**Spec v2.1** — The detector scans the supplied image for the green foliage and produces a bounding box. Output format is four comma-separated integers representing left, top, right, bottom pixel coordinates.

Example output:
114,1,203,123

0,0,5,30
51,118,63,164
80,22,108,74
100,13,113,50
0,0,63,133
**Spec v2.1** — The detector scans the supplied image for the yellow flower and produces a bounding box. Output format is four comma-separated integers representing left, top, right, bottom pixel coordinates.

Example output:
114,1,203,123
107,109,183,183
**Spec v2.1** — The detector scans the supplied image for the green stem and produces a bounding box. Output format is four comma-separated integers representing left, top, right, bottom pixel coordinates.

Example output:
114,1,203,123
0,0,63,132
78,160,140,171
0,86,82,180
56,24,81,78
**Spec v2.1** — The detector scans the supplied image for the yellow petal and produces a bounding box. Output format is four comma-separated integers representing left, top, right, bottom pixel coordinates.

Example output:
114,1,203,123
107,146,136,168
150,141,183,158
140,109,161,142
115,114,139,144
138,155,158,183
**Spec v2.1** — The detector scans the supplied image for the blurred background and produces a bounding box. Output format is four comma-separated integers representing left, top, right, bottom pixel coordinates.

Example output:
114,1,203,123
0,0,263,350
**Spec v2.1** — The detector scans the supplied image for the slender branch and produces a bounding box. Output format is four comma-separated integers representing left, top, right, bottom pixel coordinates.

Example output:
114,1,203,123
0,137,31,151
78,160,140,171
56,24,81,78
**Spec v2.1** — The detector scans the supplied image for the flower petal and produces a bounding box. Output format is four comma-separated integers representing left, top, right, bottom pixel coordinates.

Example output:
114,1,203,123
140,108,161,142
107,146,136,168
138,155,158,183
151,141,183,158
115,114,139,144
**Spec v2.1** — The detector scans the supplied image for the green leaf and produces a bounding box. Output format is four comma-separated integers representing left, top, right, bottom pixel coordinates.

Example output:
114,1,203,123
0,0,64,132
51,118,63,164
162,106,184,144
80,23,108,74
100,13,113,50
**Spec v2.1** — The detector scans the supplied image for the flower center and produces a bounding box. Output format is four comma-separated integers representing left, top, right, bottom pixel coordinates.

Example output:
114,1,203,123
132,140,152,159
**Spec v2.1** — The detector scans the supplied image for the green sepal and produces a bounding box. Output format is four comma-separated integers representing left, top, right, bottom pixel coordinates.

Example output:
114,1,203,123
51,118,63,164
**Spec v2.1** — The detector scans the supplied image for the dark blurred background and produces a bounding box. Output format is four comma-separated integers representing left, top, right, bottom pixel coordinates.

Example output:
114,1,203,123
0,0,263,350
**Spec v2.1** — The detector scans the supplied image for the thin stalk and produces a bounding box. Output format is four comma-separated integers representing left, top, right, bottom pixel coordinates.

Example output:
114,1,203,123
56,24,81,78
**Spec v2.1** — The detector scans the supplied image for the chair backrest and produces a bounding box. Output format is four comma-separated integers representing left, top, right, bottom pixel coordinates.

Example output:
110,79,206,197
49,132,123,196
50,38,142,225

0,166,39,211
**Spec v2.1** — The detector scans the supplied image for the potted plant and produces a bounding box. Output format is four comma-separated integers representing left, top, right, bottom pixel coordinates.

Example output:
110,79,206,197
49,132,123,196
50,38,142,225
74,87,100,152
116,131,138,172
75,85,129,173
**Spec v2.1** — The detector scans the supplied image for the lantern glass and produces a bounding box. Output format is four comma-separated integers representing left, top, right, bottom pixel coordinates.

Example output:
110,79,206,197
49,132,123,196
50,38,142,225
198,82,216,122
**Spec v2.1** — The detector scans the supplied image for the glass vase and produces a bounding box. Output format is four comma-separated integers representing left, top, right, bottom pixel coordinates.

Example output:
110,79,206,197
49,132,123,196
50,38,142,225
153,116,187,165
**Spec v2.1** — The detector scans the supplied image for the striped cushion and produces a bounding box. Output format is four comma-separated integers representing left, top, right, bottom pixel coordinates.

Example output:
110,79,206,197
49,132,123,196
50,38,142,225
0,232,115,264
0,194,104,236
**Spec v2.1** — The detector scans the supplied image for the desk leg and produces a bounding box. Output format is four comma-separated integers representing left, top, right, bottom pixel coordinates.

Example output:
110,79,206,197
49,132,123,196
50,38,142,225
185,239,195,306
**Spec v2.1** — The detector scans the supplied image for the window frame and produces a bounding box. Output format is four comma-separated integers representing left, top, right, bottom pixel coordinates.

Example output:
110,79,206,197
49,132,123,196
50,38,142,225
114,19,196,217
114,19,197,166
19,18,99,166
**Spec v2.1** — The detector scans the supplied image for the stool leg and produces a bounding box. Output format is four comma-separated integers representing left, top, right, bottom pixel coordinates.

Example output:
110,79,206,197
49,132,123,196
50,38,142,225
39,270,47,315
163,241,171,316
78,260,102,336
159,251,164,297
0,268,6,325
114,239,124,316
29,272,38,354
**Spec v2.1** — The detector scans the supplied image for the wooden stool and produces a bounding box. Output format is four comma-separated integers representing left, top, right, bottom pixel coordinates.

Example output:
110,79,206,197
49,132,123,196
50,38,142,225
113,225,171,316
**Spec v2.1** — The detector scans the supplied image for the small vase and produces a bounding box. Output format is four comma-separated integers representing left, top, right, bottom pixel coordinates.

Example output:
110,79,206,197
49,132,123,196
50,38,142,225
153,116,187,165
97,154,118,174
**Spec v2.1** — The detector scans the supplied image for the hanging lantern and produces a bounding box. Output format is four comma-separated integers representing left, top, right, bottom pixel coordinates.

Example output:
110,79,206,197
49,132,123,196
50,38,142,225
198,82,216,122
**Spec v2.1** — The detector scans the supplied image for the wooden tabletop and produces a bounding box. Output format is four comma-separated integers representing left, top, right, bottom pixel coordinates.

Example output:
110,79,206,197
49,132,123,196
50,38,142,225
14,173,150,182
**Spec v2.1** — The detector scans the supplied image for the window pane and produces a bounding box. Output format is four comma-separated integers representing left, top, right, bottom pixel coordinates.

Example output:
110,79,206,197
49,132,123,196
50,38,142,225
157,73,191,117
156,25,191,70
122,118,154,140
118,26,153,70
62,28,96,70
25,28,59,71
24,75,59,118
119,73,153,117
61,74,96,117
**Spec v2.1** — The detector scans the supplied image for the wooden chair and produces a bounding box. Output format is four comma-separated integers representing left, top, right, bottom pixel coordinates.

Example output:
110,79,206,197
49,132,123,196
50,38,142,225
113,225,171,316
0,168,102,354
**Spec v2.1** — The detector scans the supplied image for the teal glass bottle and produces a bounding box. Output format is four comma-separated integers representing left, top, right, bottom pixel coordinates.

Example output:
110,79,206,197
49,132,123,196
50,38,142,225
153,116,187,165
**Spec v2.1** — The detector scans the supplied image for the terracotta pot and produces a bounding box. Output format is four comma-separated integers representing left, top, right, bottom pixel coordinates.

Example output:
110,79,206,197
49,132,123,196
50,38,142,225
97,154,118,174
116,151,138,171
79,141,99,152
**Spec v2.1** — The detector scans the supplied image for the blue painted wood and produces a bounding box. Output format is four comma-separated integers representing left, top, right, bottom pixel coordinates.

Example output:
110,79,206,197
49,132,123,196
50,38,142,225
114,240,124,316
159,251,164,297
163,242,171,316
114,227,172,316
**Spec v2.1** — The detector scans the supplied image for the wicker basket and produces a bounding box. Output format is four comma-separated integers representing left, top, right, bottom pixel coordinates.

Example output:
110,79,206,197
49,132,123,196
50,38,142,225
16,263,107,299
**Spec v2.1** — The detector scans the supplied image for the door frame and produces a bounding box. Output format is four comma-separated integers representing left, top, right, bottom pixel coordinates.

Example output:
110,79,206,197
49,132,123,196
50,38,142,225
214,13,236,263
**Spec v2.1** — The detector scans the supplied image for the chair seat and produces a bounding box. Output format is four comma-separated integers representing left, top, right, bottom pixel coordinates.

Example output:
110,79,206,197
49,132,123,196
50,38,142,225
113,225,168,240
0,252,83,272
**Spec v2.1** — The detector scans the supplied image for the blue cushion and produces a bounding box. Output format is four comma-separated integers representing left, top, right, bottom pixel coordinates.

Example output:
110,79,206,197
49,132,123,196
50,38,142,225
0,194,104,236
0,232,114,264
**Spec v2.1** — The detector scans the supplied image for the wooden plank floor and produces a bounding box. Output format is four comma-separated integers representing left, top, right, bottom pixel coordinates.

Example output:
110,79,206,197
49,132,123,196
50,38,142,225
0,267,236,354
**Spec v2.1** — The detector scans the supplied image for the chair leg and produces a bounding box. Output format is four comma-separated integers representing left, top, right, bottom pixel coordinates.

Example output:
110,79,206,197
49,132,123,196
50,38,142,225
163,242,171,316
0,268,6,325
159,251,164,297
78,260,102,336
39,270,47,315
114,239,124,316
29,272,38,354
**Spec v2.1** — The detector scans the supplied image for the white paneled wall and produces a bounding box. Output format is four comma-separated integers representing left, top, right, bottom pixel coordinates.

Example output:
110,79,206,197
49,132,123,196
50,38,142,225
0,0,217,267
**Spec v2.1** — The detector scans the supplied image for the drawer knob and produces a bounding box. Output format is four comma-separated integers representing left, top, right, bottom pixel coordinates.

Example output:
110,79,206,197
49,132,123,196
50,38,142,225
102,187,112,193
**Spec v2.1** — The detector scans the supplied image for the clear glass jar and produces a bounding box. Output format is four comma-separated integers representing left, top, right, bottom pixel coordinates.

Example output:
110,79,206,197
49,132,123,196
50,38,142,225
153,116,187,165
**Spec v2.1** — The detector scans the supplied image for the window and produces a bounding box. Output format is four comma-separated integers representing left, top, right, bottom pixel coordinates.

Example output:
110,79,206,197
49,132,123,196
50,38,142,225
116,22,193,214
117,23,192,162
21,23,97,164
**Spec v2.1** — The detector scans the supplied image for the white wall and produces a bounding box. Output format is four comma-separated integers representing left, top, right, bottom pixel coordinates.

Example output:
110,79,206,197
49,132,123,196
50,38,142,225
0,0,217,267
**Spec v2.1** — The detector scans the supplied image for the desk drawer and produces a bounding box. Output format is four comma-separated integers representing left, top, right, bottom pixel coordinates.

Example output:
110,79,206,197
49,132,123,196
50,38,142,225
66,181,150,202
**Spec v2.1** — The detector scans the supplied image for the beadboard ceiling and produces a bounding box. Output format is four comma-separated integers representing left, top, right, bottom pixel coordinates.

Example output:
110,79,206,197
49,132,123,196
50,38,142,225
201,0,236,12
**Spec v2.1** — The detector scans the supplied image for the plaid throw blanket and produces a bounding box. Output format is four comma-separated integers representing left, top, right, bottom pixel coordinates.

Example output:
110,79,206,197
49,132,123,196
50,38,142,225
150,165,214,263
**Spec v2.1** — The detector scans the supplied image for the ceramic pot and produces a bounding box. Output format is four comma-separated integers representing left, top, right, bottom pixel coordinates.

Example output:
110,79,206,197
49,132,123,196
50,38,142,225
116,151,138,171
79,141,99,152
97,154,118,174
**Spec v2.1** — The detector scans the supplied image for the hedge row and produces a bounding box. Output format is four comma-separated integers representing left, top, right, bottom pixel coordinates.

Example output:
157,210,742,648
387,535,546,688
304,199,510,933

■ WORK TO DO ■
Which lines in the listing contain the string "plaid"? Copy each of those lines in full.

■ COMPLETE OUTPUT ■
**Spec v2.1** — The detector scans the supplied image for the plaid throw blanket and produces a bounding box. Output format is four comma-separated integers representing left, top, right, bottom pixel coordinates.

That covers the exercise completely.